Count the lines in the items below that contain the string "plastic", treating uppercase and lowercase as different. Reply with the number alone.

• _Data for this exercise_:
⟨

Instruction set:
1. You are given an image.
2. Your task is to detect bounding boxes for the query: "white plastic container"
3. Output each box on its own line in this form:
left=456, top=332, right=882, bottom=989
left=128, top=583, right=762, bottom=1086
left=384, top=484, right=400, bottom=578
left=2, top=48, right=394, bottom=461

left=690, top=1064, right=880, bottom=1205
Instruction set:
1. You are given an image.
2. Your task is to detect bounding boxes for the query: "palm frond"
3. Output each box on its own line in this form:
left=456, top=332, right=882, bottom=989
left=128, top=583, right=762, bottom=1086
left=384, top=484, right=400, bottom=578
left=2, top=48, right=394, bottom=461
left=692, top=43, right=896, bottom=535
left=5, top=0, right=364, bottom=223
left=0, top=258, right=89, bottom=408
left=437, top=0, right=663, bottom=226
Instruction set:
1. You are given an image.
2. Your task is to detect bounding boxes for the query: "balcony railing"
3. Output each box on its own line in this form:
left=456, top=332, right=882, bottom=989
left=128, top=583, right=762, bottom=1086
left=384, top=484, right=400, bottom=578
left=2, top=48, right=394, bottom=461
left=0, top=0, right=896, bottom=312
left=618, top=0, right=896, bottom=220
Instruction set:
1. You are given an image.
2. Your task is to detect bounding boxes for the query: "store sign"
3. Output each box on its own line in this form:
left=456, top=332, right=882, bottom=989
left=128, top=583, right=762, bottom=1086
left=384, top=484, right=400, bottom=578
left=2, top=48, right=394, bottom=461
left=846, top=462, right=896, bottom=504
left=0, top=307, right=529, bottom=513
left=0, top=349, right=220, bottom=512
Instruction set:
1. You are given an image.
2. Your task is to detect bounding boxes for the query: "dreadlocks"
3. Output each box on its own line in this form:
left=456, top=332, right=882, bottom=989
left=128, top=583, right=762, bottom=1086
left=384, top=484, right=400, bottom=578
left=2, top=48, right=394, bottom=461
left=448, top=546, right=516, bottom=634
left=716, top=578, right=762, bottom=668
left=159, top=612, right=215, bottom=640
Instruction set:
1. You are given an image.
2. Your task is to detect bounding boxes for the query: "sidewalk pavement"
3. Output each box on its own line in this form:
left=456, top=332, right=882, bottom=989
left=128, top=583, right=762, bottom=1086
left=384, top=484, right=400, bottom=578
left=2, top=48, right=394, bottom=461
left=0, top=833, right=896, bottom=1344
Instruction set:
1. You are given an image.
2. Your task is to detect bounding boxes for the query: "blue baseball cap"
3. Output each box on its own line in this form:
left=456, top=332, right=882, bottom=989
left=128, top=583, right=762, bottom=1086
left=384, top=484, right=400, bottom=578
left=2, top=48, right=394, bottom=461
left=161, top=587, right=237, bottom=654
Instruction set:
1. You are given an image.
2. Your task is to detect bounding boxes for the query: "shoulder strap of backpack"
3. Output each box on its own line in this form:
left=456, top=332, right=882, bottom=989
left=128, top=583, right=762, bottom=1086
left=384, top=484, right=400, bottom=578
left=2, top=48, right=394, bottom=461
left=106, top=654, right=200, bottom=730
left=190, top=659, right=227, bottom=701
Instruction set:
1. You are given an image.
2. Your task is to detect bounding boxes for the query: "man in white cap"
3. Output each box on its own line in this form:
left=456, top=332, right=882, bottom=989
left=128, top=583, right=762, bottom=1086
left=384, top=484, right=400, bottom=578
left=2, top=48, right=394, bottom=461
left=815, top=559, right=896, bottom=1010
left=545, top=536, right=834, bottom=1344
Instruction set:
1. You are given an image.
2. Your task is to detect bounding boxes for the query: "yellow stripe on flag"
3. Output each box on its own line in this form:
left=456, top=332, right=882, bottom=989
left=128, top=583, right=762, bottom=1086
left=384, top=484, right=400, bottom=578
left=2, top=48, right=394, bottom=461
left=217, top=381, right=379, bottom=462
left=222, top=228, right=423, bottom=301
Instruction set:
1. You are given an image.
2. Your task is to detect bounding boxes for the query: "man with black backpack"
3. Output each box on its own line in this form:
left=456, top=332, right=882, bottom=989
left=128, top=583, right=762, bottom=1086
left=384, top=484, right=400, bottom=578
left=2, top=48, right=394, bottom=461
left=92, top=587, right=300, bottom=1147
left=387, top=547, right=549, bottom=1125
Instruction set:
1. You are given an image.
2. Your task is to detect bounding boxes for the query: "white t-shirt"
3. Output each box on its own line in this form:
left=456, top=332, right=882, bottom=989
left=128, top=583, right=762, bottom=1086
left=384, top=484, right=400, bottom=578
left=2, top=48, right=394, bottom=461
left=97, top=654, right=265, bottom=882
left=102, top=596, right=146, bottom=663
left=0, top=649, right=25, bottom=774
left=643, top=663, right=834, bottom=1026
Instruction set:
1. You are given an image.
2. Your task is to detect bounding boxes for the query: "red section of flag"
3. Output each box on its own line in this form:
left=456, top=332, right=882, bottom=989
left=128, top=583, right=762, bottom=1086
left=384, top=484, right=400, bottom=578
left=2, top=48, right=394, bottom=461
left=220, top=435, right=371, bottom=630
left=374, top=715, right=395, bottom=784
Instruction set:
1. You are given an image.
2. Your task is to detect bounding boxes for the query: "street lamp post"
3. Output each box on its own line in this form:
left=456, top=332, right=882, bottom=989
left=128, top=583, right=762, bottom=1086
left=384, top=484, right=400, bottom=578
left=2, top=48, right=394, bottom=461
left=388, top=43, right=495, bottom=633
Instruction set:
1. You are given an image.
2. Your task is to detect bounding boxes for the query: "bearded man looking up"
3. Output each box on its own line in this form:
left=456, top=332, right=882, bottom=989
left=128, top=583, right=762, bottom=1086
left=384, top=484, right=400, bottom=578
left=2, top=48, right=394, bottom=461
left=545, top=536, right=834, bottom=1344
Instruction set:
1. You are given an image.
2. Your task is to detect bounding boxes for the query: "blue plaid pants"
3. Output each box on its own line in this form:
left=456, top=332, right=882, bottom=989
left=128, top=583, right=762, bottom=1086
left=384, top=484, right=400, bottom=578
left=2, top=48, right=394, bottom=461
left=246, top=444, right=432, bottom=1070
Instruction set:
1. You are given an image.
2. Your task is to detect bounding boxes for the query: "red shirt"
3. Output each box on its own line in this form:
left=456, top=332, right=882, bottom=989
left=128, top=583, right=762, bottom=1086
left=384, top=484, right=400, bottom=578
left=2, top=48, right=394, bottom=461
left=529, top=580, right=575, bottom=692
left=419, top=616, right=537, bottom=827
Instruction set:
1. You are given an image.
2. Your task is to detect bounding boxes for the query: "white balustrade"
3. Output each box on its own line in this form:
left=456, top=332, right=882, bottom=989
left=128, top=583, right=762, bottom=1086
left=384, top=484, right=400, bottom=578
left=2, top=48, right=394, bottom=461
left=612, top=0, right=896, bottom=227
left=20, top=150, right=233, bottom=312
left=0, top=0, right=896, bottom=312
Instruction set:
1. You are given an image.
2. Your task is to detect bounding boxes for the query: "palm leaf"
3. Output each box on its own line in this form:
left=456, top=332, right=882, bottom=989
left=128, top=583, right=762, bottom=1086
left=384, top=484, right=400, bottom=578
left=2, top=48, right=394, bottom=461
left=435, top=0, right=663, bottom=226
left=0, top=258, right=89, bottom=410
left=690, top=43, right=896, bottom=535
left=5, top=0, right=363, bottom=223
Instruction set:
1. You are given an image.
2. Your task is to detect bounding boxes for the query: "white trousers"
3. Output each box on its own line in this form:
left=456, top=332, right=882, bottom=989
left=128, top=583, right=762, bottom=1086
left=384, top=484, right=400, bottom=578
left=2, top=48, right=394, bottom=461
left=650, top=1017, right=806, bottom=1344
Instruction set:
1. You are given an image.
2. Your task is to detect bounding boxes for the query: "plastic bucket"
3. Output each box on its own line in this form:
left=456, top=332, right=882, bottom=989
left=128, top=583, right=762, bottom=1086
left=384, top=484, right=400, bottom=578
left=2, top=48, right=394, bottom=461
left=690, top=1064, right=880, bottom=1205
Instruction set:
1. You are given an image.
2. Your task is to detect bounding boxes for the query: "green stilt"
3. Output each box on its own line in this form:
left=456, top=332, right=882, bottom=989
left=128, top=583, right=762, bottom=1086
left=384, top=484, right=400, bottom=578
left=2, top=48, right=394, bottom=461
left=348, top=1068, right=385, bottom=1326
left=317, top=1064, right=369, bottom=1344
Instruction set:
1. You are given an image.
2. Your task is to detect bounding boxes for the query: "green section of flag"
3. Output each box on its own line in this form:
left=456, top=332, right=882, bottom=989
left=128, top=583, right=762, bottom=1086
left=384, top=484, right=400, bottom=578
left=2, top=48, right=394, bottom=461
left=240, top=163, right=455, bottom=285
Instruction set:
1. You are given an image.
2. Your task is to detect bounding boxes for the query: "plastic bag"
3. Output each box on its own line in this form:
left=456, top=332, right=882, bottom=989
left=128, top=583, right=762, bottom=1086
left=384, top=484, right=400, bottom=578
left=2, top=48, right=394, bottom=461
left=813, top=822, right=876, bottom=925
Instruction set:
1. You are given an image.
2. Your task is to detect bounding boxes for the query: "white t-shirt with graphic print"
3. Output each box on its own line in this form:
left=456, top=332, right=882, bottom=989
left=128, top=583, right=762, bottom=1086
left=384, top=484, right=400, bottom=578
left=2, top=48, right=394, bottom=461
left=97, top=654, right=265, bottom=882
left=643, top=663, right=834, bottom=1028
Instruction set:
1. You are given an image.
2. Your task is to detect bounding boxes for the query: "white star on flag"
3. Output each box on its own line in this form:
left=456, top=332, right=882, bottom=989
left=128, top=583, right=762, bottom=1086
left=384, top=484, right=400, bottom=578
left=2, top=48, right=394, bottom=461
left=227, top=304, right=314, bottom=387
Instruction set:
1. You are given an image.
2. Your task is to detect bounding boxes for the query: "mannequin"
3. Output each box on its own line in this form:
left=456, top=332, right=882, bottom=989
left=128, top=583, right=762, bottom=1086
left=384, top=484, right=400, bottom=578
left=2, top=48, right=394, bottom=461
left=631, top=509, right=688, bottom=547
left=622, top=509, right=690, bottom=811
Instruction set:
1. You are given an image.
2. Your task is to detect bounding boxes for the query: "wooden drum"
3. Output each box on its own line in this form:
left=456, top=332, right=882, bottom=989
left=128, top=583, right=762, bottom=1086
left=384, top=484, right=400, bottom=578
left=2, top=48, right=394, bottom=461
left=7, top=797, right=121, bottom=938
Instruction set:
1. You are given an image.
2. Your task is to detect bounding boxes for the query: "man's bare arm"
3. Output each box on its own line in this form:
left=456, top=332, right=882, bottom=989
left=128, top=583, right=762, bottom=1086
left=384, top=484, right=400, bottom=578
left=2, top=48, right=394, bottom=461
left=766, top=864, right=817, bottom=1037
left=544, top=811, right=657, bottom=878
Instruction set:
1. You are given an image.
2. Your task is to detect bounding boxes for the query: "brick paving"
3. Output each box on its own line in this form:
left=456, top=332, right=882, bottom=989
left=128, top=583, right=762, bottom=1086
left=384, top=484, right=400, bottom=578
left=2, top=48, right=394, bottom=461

⟩

• _Full solution_: 3